_Task brief:_ Please edit the passage on blood pressure during puberty, between "We then examined" and "Hg/yr in girls.", inclusive, so that "adolescent growth period" replaces "pubertal growth period" throughout that span.

_Selected text:_
We then examined the rate of systolic BP change in boys and girls during the pubertal growth period by taking the derivative of fitted BP curves. We contrasted the rate of BP change on the two different time scales (Fig. 1, C and D). Both plots showed that the rates of systolic BP change were accompanied by more pronounced peaks in boys, explaining the more dramatic systolic increase in boys during the pubertal growth period. We also noted that the peak of BP increase in girls appeared earlier than in boys, although boys were able to reach a much higher rate at a later age (Fig. 1C). The most intriguing observation was that the rate curves for both boys and girls reached their peaks around the time of relative age = 0, i.e. the time of PGS (Fig. 1D). At the PGS, the smoothed estimate of mean systolic BP rate of increase was 3.52 mm Hg/yr in boys and 2.01 mm Hg/yr in girls.

_Data provided:_
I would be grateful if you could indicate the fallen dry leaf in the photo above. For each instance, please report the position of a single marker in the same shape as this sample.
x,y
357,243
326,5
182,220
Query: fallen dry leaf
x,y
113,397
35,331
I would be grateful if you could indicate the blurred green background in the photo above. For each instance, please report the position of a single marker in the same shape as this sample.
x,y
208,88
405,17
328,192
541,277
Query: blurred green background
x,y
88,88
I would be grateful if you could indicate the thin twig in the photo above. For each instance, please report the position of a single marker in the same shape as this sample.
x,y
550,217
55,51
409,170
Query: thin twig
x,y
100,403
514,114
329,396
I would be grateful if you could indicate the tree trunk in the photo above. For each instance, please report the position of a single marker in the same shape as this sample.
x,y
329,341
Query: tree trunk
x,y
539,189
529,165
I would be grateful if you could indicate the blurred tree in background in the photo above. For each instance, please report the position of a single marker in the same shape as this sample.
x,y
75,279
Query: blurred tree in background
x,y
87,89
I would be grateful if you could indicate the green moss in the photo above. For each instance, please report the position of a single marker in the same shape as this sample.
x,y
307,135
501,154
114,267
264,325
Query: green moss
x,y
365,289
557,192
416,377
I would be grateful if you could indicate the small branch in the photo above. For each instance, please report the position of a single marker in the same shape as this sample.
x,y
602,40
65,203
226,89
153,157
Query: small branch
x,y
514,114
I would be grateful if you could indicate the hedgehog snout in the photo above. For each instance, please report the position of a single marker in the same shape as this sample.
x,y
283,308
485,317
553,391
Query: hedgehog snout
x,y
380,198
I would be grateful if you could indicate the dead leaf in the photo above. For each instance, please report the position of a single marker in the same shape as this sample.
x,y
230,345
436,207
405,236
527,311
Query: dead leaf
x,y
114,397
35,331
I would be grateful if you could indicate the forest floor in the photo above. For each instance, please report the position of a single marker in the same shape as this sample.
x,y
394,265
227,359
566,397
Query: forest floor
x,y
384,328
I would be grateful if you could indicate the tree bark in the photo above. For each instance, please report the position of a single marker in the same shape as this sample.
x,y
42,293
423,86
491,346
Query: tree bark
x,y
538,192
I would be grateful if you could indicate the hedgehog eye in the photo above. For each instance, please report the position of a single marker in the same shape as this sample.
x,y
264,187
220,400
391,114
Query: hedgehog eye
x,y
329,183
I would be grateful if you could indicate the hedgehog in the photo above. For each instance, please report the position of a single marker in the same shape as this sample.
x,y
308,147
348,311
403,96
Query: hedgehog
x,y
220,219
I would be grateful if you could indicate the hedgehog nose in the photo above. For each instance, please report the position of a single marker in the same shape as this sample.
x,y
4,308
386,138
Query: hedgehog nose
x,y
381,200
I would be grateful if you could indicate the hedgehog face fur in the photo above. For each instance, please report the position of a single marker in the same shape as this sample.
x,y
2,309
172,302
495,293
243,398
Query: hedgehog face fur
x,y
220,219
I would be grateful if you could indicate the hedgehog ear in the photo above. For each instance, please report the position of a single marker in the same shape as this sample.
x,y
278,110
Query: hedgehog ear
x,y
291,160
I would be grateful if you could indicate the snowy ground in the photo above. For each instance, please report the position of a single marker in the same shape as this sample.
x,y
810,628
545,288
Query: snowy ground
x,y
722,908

...

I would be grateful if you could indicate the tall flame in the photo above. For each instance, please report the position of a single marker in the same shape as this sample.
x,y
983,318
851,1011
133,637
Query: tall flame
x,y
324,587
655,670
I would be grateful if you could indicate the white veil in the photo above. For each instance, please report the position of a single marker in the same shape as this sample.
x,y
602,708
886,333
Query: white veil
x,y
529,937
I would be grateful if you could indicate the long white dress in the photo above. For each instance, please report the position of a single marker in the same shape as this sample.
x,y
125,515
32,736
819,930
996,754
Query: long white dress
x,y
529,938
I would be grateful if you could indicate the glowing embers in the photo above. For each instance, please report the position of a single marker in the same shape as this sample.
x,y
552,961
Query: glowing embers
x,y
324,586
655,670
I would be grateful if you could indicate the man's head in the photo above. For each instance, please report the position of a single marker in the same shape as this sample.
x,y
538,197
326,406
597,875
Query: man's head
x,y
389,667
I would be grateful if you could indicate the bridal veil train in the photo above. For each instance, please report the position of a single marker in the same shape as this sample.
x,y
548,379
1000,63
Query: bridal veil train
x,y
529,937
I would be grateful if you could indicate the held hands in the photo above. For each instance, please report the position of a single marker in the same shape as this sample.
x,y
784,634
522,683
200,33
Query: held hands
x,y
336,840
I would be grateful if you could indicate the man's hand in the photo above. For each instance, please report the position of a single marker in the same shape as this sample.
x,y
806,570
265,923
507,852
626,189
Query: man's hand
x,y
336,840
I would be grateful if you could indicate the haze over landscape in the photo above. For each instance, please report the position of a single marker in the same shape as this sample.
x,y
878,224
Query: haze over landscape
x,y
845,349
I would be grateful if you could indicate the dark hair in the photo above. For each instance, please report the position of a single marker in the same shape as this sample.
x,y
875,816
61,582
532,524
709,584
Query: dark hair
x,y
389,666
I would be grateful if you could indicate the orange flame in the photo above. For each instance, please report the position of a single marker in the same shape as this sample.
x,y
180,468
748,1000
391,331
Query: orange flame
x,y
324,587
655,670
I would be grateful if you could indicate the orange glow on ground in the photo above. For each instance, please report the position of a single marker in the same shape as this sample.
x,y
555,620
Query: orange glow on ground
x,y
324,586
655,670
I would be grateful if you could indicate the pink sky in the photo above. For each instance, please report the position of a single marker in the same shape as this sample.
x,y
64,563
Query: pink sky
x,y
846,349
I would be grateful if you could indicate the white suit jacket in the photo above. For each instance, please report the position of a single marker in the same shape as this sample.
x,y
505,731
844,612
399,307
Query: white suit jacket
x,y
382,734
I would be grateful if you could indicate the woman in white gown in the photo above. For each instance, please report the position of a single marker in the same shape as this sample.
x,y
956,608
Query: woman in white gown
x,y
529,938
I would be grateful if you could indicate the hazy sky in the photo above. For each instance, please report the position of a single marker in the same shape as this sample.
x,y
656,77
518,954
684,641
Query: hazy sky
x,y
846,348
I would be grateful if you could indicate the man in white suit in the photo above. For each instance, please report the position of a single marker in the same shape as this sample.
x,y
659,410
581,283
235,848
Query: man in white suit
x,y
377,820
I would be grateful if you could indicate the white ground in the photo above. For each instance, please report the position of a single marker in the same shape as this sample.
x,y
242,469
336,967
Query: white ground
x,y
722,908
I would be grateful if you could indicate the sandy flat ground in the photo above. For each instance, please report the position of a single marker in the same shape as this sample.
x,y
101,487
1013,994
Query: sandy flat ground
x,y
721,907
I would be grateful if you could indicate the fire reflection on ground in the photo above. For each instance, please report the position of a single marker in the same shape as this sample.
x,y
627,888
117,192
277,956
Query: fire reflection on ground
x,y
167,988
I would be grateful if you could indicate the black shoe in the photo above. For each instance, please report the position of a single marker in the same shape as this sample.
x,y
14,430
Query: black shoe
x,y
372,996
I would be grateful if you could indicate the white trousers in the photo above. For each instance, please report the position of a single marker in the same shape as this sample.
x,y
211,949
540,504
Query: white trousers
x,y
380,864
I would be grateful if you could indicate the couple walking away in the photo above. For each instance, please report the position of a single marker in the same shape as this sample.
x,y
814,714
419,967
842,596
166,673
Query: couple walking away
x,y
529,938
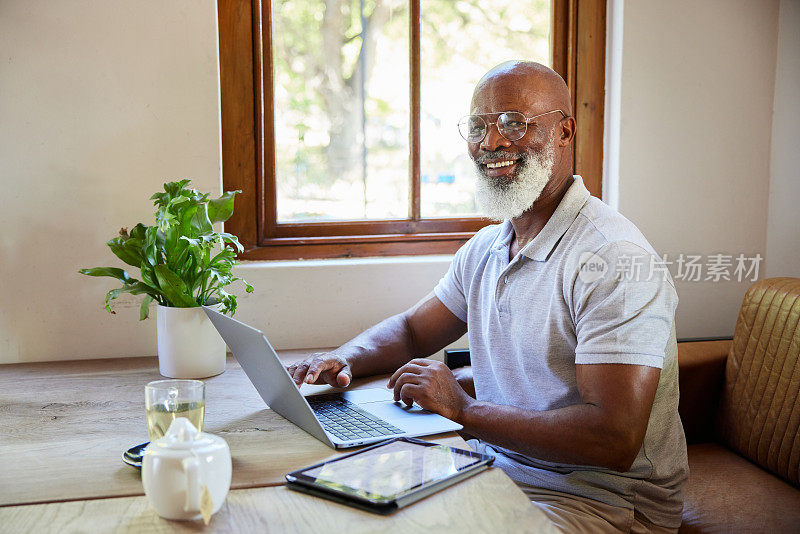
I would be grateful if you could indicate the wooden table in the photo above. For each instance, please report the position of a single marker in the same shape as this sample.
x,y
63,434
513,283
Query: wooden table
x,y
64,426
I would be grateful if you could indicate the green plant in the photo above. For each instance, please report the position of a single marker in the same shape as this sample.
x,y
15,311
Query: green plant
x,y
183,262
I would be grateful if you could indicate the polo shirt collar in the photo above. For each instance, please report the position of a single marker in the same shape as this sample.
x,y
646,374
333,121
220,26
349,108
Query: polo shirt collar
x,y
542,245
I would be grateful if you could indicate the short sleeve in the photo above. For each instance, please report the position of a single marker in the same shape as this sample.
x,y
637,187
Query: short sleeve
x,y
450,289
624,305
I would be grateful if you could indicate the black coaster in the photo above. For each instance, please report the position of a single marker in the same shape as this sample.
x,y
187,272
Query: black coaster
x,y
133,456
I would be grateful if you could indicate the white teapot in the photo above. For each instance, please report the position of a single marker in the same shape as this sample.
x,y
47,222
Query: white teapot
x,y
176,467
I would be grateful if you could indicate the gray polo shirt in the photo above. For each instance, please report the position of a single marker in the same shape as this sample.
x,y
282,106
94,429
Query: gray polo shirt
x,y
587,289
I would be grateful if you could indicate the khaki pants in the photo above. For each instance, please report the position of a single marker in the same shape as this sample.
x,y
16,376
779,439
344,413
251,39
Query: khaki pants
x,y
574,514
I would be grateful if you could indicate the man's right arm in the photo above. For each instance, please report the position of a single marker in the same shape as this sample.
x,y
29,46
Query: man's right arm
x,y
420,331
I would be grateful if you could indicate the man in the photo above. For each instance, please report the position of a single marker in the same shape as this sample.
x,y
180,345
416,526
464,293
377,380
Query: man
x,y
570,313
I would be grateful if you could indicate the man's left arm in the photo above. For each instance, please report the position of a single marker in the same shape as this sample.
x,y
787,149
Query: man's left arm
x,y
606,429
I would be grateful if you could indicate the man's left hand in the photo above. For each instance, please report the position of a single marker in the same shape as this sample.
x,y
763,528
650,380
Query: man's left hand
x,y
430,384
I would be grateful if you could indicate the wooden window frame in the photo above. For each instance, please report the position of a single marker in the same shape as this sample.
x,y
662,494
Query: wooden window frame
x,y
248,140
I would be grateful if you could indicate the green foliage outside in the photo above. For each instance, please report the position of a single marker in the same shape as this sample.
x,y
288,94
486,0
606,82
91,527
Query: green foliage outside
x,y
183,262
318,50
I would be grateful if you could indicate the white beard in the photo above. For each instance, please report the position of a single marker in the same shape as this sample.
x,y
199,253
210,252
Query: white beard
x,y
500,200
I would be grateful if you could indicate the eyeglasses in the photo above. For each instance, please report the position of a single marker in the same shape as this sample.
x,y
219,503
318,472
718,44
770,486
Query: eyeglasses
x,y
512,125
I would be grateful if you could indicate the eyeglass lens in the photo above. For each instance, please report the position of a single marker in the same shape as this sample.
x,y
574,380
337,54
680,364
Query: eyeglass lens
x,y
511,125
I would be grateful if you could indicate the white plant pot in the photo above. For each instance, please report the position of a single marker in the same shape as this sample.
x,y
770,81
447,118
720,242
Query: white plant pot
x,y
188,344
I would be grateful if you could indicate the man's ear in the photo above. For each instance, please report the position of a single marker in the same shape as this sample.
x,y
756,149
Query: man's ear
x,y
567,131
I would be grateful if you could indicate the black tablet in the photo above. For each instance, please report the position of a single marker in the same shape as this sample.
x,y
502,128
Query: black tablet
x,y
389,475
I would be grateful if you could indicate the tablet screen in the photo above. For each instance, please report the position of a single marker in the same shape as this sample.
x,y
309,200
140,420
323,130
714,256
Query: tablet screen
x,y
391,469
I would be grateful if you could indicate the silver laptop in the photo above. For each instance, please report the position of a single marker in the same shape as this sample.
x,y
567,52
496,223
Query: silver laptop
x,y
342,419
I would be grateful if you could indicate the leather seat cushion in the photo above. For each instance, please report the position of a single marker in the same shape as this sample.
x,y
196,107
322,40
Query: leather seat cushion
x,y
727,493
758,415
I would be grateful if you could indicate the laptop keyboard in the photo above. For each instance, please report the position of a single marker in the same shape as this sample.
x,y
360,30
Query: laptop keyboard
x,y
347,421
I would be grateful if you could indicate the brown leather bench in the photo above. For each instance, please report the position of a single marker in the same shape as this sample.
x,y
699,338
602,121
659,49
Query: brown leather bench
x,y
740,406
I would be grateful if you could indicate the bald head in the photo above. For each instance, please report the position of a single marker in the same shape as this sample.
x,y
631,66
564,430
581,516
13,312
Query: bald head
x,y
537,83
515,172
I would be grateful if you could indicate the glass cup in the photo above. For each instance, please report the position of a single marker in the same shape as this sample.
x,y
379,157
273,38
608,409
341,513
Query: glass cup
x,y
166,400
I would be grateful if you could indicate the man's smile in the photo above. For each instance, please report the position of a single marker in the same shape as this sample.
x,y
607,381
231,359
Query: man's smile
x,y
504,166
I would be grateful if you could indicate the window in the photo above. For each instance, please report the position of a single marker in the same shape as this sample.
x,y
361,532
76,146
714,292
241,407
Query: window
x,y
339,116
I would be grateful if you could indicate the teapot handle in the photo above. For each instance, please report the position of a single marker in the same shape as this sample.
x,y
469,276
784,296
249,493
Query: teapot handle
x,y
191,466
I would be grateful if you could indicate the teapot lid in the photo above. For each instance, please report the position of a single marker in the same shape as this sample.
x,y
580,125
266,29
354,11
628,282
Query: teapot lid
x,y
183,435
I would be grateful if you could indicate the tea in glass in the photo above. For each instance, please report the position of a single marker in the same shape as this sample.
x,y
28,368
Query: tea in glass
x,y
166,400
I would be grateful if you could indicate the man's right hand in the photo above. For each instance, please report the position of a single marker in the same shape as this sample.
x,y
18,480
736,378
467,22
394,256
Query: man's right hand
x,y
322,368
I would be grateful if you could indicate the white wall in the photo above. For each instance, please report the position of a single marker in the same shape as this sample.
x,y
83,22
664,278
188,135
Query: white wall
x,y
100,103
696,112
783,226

---

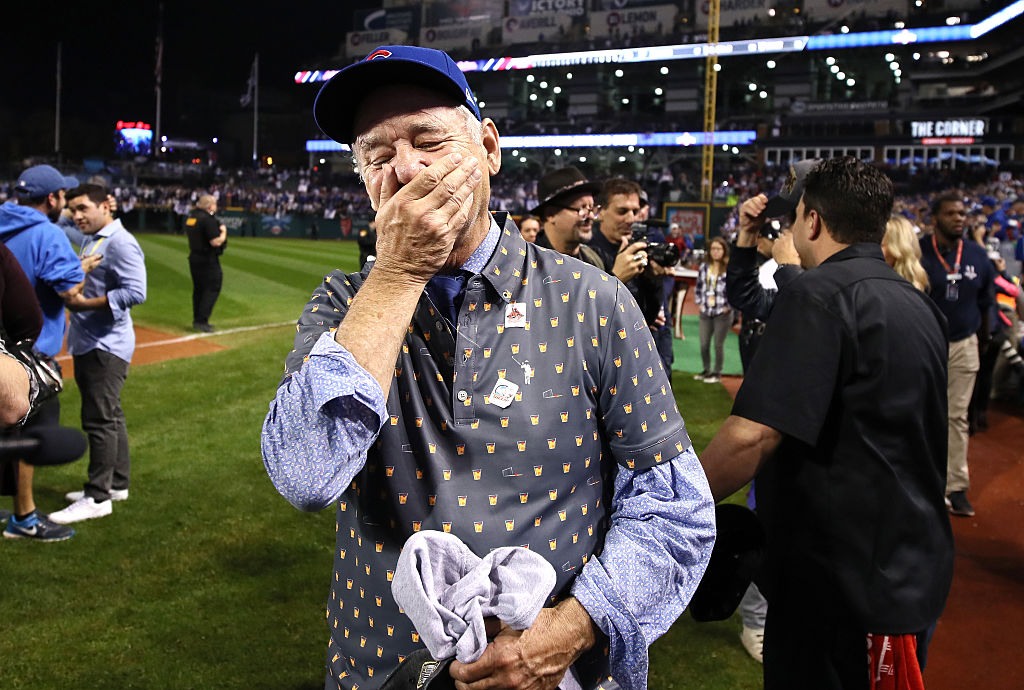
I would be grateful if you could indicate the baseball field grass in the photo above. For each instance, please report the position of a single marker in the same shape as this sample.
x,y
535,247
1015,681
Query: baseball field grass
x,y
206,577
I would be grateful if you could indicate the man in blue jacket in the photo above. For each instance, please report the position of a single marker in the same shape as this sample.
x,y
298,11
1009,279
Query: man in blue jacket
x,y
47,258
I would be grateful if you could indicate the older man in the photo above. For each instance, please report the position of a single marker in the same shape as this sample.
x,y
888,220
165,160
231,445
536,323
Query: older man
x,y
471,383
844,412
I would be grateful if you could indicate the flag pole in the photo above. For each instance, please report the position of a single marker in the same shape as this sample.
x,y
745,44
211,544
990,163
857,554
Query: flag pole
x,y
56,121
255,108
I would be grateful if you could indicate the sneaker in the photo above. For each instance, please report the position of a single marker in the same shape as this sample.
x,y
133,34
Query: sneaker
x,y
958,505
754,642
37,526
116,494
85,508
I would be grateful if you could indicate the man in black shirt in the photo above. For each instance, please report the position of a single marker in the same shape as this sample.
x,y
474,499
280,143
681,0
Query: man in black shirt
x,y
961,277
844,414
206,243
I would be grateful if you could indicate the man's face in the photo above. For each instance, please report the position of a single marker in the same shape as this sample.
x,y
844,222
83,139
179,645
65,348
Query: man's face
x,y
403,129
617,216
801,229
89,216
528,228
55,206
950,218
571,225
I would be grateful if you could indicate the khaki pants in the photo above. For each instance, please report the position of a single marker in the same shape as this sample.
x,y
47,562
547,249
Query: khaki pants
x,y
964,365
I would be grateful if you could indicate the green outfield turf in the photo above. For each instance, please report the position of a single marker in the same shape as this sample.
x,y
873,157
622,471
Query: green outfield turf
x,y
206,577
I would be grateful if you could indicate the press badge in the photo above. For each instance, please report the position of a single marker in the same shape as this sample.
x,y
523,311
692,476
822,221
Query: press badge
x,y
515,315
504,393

_Result of the task:_
We then examined the rate of systolic BP change in boys and girls during the adolescent growth period by taking the derivative of fitted BP curves. We contrasted the rate of BP change on the two different time scales (Fig. 1, C and D). Both plots showed that the rates of systolic BP change were accompanied by more pronounced peaks in boys, explaining the more dramatic systolic increase in boys during the adolescent growth period. We also noted that the peak of BP increase in girls appeared earlier than in boys, although boys were able to reach a much higher rate at a later age (Fig. 1C). The most intriguing observation was that the rate curves for both boys and girls reached their peaks around the time of relative age = 0, i.e. the time of PGS (Fig. 1D). At the PGS, the smoothed estimate of mean systolic BP rate of increase was 3.52 mm Hg/yr in boys and 2.01 mm Hg/yr in girls.